Work task
Return all lines from the entries below in which the word "post" is present.

Exercise materials
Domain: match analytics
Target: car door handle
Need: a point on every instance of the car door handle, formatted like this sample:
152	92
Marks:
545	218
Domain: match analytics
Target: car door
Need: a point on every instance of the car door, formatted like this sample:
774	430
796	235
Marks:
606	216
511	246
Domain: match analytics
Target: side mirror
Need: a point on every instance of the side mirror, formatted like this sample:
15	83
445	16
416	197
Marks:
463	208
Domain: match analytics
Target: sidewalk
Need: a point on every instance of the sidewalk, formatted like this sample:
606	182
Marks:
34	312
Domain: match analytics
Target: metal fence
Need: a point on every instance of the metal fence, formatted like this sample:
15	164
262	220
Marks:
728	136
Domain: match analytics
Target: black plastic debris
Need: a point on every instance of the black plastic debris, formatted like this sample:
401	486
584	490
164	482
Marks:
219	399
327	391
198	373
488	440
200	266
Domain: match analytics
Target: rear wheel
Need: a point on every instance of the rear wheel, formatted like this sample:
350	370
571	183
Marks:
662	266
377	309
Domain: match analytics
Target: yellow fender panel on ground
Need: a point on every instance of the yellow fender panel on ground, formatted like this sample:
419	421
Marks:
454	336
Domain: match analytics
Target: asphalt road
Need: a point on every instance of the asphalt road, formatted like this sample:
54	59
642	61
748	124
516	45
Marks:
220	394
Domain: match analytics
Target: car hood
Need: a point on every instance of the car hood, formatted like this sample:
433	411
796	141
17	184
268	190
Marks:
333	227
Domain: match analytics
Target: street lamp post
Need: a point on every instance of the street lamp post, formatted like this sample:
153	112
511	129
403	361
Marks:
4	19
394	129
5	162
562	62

Exercise output
Target: street lamp post
Need: a point on every instance of the street lamp post, formatted like this sample:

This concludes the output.